• **SHORT TASK**:
Copy out the part of the rows that starts at the very first line and ends with the line containing "output: compact SVG", keeping both of those lines.

Labeled shape rows:
>> begin

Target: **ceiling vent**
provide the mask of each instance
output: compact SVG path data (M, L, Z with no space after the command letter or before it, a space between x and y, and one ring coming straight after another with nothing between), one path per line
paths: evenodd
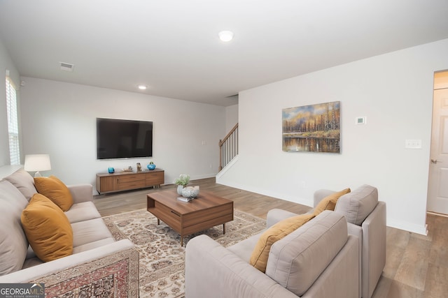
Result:
M59 65L61 66L61 70L69 71L71 73L73 71L73 68L75 66L74 64L65 62L59 62Z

>> end

• **ANSWER BELOW**:
Target: **ceiling vent**
provide the mask of each instance
output: compact SVG path data (M, L, Z with no space after the command letter or before it, a space between x and y, and one ring coming straight after another with nothing between), one path per line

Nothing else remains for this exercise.